* **Work item**
The whole of the data is to be returned without a single change.

● ● ●

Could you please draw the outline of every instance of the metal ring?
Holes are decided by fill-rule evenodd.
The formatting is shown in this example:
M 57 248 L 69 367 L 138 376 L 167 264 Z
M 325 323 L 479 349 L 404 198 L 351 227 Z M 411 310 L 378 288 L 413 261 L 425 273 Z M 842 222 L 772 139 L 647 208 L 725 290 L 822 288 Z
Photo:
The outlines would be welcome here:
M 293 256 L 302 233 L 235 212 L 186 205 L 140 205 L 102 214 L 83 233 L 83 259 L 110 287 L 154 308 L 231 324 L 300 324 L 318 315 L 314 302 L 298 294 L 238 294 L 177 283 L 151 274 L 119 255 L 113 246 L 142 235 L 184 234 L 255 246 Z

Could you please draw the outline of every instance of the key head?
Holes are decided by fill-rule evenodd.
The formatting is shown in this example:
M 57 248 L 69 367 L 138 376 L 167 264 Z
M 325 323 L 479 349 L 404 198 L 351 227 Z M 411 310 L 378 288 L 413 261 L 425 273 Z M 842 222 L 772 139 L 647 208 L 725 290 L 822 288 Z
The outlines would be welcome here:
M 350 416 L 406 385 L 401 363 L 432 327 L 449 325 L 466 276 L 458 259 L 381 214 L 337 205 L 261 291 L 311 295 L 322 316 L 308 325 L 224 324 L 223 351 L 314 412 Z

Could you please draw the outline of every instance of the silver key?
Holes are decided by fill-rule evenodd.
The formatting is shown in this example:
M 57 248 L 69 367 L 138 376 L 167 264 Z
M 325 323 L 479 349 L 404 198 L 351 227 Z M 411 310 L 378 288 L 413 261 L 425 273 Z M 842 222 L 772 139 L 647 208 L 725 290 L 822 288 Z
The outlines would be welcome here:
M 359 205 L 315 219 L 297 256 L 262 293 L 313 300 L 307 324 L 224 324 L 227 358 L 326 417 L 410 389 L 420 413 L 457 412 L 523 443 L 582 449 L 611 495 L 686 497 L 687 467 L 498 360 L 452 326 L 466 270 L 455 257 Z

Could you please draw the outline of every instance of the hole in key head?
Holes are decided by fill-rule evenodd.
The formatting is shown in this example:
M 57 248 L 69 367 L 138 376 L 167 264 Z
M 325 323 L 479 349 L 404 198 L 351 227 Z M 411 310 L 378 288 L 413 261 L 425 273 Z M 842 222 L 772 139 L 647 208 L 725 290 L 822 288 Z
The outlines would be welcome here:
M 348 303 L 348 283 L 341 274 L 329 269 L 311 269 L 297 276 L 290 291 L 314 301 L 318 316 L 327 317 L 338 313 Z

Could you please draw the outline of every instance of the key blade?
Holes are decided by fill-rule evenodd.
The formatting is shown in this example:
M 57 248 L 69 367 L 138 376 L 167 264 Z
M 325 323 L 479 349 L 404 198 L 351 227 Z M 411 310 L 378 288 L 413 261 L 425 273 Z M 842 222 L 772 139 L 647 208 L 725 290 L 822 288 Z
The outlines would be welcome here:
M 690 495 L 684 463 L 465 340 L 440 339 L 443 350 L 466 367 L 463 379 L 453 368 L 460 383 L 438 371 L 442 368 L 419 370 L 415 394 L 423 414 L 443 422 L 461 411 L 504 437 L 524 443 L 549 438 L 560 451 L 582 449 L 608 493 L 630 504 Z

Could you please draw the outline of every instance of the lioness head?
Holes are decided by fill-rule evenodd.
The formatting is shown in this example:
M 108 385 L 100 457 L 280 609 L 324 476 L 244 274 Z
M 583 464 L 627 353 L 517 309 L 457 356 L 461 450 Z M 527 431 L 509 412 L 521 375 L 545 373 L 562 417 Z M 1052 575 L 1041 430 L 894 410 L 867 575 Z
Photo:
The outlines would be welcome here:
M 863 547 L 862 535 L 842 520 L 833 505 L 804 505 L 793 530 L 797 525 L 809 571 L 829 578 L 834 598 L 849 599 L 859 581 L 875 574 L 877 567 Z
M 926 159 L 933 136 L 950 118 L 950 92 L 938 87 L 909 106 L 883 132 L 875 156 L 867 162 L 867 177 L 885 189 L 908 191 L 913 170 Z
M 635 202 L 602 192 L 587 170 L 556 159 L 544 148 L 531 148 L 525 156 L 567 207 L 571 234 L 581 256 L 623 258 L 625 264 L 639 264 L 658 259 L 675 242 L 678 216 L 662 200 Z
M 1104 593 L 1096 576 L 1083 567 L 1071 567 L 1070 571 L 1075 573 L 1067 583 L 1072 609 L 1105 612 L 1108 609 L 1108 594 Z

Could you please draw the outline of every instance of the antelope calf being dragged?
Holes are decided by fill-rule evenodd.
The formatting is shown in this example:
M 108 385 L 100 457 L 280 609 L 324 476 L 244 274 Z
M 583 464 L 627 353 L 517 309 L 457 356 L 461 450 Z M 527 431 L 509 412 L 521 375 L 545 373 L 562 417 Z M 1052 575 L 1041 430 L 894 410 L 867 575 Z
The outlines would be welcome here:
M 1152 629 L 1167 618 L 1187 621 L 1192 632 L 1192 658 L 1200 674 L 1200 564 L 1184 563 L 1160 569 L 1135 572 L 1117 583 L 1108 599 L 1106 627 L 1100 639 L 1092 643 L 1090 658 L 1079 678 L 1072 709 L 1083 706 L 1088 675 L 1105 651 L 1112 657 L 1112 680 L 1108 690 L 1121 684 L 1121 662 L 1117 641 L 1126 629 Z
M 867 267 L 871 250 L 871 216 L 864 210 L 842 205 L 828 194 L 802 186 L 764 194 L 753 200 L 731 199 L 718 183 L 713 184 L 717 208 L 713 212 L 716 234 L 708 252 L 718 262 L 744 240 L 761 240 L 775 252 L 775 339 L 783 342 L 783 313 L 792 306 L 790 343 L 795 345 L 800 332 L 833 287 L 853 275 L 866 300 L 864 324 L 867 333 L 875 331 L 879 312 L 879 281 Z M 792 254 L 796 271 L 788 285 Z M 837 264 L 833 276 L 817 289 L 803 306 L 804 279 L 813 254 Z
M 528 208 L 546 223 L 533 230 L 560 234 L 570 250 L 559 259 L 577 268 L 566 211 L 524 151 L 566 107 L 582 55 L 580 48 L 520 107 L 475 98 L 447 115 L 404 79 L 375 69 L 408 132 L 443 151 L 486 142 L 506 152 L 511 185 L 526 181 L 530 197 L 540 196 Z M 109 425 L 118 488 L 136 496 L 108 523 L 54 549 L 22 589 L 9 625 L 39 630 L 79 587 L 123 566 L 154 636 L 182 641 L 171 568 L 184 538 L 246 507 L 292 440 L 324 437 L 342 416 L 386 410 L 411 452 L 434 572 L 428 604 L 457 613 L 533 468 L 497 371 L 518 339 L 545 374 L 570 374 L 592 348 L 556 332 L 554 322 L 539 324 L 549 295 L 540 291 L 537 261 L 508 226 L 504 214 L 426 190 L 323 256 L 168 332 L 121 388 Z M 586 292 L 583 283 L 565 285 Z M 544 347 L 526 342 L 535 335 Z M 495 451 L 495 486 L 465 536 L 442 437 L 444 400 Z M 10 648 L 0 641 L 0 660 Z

● ● ●

* **Solution below**
Could you please draw the outline of every instance of the metal ring?
Holes are decided by fill-rule evenodd.
The formatting is shown in this example:
M 57 248 L 69 367 L 138 376 L 167 264 Z
M 325 323 L 479 349 L 404 198 L 351 227 Z M 411 310 L 378 288 L 413 261 L 425 273 Z M 842 222 L 772 139 L 647 208 L 725 290 L 822 288 Z
Photo:
The outlines would be welcome here:
M 293 256 L 302 233 L 235 212 L 186 205 L 140 205 L 102 214 L 83 233 L 83 259 L 110 287 L 154 308 L 231 324 L 300 324 L 318 315 L 314 302 L 298 294 L 238 294 L 177 283 L 151 274 L 119 255 L 113 246 L 142 235 L 184 234 L 255 246 Z

Could you please draw the outline of every instance of the key head?
Holes are decided by fill-rule evenodd.
The formatting is shown in this example:
M 57 248 L 69 367 L 138 376 L 167 264 Z
M 325 323 L 479 349 L 404 198 L 351 227 Z M 411 310 L 378 288 L 413 261 L 425 273 Z M 842 222 L 772 139 L 647 208 L 725 290 L 822 288 Z
The outlines would be welcome here:
M 350 416 L 406 385 L 401 363 L 432 327 L 449 325 L 466 276 L 458 259 L 381 214 L 337 205 L 261 291 L 311 295 L 322 316 L 308 325 L 224 324 L 223 351 L 314 412 Z

Could you please draw the outline of every instance of the silver key?
Holes are decided by fill-rule evenodd.
The formatting is shown in this example:
M 57 248 L 69 367 L 138 376 L 167 264 Z
M 325 323 L 479 349 L 404 198 L 351 227 Z M 411 310 L 378 288 L 413 261 L 425 273 Z M 842 222 L 772 139 L 647 208 L 725 290 L 822 288 Z
The outlines would be welcome here:
M 359 205 L 315 219 L 297 256 L 262 293 L 313 300 L 307 324 L 224 324 L 227 358 L 326 417 L 410 389 L 420 413 L 457 412 L 523 443 L 582 449 L 611 495 L 686 497 L 687 467 L 498 360 L 452 326 L 466 270 L 455 257 Z

Could you please draw the outline of every instance of the hole in key head?
Holes are decided by fill-rule evenodd.
The formatting is shown in this example:
M 57 248 L 69 367 L 138 376 L 167 264 Z
M 325 323 L 479 349 L 404 198 L 351 227 Z M 411 310 L 378 288 L 413 261 L 425 273 Z M 842 222 L 772 139 L 647 208 L 725 290 L 822 288 Z
The outlines would be welcome here:
M 348 303 L 348 283 L 341 274 L 329 269 L 311 269 L 297 276 L 290 291 L 314 301 L 318 316 L 327 317 L 338 313 Z

Could you please draw the outline of every instance of the key blade?
Holes are decided by fill-rule evenodd.
The formatting is shown in this example:
M 57 248 L 69 367 L 138 376 L 167 264 Z
M 325 323 L 479 349 L 404 198 L 351 227 Z M 411 310 L 378 288 L 413 261 L 425 273 Z M 842 222 L 772 139 L 647 208 L 725 290 L 822 288 Z
The outlines would be welcome here:
M 690 495 L 684 463 L 465 340 L 440 339 L 443 350 L 466 367 L 463 379 L 453 368 L 460 383 L 438 371 L 442 368 L 419 370 L 415 394 L 423 414 L 443 422 L 461 411 L 504 437 L 524 443 L 549 438 L 560 451 L 582 449 L 608 493 L 630 504 Z

Could you please draw the outline of every instance of the lioness head?
Holes are decided by fill-rule evenodd.
The formatting is shown in this example:
M 108 385 L 100 457 L 280 609 L 324 476 L 244 274 Z
M 583 464 L 627 353 L 517 309 L 457 356 L 461 450 Z M 527 431 L 509 412 L 521 375 L 545 373 L 562 417 Z M 1052 575 L 1041 430 L 894 410 L 867 575 Z
Photo:
The outlines would be welcome here:
M 863 547 L 862 535 L 842 520 L 833 505 L 804 505 L 793 530 L 797 525 L 809 571 L 829 578 L 834 598 L 849 599 L 859 581 L 875 574 L 877 567 Z
M 926 159 L 933 136 L 950 118 L 950 92 L 938 87 L 909 106 L 883 132 L 875 156 L 867 162 L 867 177 L 885 189 L 908 191 L 913 170 Z
M 635 202 L 602 192 L 587 170 L 556 159 L 544 148 L 531 148 L 525 156 L 567 207 L 571 234 L 581 256 L 623 258 L 625 264 L 639 264 L 658 259 L 675 242 L 678 216 L 662 200 Z
M 1104 593 L 1096 576 L 1083 567 L 1071 567 L 1070 571 L 1075 573 L 1067 583 L 1072 609 L 1105 612 L 1108 609 L 1108 594 Z

Could you please draw the outline of every instance of the antelope calf being dragged?
Holes are decided by fill-rule evenodd.
The formatting is shown in this example:
M 108 385 L 100 457 L 280 609 L 324 476 L 244 274 Z
M 583 464 L 627 353 L 517 309 L 457 356 L 461 450 Z M 527 431 L 509 412 L 521 375 L 545 373 L 562 417 Z M 1052 575 L 1041 430 L 894 410 L 867 575 Z
The outlines would be welcome here:
M 1152 629 L 1167 618 L 1187 621 L 1192 632 L 1192 658 L 1200 674 L 1200 564 L 1184 563 L 1160 569 L 1135 572 L 1117 583 L 1108 599 L 1106 627 L 1100 639 L 1092 643 L 1090 658 L 1079 678 L 1072 709 L 1083 706 L 1088 675 L 1105 651 L 1112 657 L 1112 680 L 1108 690 L 1121 684 L 1121 662 L 1117 641 L 1126 629 Z
M 867 267 L 871 250 L 871 216 L 864 210 L 842 205 L 828 194 L 802 186 L 764 194 L 753 200 L 731 199 L 718 183 L 713 184 L 717 208 L 713 212 L 716 234 L 708 252 L 718 262 L 744 240 L 761 240 L 775 252 L 775 339 L 783 342 L 783 313 L 792 306 L 790 343 L 795 345 L 800 332 L 833 287 L 853 275 L 866 300 L 864 324 L 867 333 L 875 331 L 879 312 L 879 281 Z M 792 254 L 796 271 L 788 285 Z M 837 264 L 833 276 L 817 289 L 803 306 L 804 279 L 813 254 Z
M 528 208 L 546 223 L 533 230 L 560 234 L 570 250 L 559 259 L 577 268 L 566 211 L 524 151 L 566 107 L 582 55 L 580 48 L 520 107 L 475 98 L 447 115 L 404 79 L 375 69 L 408 132 L 443 151 L 486 142 L 506 152 L 511 185 L 526 181 L 530 197 L 540 196 Z M 109 425 L 118 488 L 136 496 L 108 523 L 54 549 L 22 589 L 9 625 L 39 630 L 79 587 L 123 566 L 154 636 L 182 641 L 171 568 L 184 538 L 246 507 L 292 440 L 324 437 L 342 416 L 386 410 L 411 452 L 434 572 L 428 604 L 457 613 L 533 468 L 497 371 L 518 339 L 545 374 L 570 374 L 592 348 L 556 332 L 554 322 L 539 324 L 549 295 L 540 291 L 537 261 L 508 226 L 504 214 L 426 190 L 323 256 L 168 332 L 121 388 Z M 586 292 L 583 283 L 565 285 Z M 544 347 L 526 342 L 535 335 Z M 495 451 L 495 486 L 465 536 L 442 437 L 444 400 Z M 10 648 L 0 641 L 0 660 Z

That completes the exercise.